Could you pull out every line of the records below that contains the word "sign"?

# DATA TO USE start

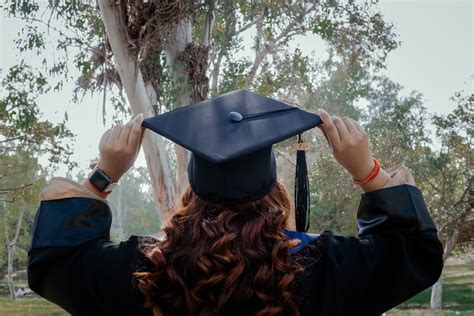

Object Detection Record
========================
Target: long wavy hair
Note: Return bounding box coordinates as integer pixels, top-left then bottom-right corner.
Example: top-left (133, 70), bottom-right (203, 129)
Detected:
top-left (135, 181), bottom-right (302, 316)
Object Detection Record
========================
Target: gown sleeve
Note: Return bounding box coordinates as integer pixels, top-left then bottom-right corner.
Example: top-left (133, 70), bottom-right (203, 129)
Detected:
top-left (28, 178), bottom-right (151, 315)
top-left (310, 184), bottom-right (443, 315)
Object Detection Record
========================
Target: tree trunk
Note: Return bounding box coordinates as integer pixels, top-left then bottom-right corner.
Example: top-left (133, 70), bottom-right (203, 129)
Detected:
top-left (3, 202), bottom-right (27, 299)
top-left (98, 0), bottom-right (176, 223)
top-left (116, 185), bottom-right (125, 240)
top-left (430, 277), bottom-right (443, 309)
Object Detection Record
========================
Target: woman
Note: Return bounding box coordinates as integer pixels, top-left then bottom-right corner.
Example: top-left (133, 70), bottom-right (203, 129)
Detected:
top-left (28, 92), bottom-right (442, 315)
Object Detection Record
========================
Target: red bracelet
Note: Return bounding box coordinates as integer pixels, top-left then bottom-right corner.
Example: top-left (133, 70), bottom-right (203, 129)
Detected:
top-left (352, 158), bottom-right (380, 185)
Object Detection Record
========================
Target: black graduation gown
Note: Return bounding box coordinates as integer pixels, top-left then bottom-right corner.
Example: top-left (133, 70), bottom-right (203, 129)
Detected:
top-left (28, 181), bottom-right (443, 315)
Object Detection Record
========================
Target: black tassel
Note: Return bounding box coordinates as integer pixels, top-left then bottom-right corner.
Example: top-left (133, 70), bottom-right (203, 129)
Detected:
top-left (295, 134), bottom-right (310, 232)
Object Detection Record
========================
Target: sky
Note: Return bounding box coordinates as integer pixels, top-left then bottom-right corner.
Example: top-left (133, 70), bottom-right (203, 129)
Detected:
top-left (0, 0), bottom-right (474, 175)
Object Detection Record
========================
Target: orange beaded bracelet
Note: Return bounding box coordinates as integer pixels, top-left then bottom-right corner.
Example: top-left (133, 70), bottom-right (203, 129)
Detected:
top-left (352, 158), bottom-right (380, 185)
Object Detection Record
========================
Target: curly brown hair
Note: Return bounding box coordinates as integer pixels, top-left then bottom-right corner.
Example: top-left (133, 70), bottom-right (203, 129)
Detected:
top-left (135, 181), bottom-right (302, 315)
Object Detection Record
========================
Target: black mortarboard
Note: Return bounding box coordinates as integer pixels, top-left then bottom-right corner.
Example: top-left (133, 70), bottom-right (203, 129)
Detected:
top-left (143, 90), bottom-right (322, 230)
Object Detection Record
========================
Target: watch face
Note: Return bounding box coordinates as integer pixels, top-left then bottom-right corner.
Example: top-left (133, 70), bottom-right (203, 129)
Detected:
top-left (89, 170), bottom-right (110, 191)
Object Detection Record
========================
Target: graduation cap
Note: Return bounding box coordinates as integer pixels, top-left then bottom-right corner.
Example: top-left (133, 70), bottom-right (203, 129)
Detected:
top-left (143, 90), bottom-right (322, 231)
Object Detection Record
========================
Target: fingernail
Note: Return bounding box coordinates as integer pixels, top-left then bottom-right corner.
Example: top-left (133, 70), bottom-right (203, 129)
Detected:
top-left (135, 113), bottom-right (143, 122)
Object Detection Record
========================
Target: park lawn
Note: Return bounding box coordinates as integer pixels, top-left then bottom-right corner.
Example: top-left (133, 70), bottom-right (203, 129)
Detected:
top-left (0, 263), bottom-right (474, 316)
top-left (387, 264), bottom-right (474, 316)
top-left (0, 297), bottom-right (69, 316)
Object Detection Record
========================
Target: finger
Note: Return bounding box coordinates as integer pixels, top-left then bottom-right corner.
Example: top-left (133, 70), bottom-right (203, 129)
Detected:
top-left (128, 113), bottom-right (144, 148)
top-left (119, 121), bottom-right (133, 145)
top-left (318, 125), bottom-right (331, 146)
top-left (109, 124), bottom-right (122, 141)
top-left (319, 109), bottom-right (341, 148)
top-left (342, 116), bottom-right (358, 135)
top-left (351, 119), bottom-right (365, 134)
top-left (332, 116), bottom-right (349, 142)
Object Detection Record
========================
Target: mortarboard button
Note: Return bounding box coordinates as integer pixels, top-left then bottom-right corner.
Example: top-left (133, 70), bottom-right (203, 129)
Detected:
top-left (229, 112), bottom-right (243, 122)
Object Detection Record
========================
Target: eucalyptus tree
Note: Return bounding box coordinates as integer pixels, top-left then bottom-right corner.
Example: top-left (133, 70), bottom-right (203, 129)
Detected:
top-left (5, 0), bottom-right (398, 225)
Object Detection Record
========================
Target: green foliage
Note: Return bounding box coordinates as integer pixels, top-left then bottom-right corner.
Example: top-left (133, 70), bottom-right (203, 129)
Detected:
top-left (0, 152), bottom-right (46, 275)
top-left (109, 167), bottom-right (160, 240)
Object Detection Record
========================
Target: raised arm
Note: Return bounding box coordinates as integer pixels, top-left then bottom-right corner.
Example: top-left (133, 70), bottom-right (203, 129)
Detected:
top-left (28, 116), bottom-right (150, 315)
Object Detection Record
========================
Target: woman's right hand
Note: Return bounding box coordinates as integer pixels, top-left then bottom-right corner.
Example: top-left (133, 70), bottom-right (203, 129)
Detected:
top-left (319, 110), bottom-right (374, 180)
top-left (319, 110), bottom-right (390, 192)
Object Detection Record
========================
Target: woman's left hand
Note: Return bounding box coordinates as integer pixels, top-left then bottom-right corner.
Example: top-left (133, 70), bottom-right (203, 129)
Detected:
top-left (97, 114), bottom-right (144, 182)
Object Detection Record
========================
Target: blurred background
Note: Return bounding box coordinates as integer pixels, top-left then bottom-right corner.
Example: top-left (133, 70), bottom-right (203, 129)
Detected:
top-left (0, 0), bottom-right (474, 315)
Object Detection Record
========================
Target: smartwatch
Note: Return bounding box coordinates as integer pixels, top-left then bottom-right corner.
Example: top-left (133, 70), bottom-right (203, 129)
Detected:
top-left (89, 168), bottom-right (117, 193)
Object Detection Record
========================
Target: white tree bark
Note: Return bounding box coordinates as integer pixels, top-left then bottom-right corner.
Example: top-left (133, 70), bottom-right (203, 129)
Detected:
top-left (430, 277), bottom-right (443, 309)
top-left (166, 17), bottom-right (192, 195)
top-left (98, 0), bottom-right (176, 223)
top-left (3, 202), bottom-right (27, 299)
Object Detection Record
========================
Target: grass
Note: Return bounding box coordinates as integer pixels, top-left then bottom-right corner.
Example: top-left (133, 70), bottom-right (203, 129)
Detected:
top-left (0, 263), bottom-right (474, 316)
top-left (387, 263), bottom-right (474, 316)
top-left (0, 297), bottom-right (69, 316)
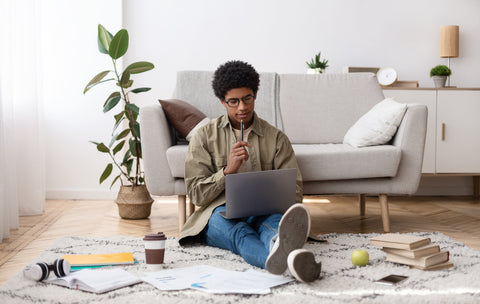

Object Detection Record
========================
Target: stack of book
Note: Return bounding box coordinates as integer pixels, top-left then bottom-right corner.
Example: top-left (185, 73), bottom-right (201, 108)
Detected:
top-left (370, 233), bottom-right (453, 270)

# DATA TO USE end
# DATA TO USE start

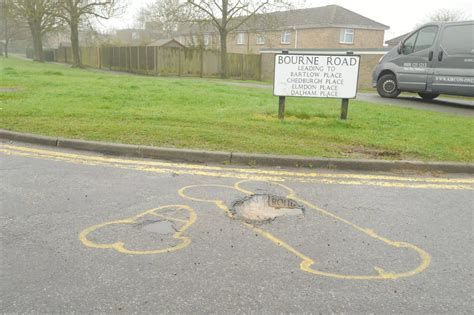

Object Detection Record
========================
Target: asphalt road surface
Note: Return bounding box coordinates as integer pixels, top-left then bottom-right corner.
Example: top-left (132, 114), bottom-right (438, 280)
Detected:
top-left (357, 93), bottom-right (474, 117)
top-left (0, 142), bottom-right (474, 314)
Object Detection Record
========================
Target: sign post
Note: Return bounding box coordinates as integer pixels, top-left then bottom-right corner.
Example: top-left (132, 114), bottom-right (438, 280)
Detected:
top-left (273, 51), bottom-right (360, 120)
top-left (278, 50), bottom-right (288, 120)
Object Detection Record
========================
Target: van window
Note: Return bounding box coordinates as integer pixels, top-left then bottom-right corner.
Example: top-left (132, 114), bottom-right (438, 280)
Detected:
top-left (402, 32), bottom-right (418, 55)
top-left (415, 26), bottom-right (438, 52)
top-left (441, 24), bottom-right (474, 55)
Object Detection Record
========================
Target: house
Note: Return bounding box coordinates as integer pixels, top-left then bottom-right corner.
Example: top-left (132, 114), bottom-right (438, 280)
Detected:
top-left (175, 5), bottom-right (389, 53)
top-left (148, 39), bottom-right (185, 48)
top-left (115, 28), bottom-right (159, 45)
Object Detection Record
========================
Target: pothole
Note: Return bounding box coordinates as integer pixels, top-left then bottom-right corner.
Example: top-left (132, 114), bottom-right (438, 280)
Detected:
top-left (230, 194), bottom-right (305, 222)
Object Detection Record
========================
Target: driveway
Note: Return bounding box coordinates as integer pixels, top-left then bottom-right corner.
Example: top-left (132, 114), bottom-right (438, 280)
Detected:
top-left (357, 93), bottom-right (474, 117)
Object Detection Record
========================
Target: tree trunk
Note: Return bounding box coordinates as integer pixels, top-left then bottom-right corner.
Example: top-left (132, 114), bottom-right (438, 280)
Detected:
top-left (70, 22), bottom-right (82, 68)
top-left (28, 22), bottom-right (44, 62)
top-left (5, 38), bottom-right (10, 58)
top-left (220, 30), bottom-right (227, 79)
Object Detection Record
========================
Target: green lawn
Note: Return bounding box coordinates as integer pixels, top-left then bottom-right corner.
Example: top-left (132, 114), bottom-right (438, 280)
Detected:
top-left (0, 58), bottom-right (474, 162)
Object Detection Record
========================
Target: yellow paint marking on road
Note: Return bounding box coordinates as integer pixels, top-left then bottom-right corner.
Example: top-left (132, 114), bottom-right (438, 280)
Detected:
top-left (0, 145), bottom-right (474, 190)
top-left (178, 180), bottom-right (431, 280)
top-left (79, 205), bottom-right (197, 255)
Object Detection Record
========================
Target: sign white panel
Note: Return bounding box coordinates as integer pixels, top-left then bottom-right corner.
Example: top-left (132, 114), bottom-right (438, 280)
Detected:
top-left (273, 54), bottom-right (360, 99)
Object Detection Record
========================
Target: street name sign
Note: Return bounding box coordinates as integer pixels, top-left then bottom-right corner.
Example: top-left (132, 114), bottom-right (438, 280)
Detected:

# DATA TO USE end

# REPLY
Target: sign post
Target: sign white panel
Target: street name sign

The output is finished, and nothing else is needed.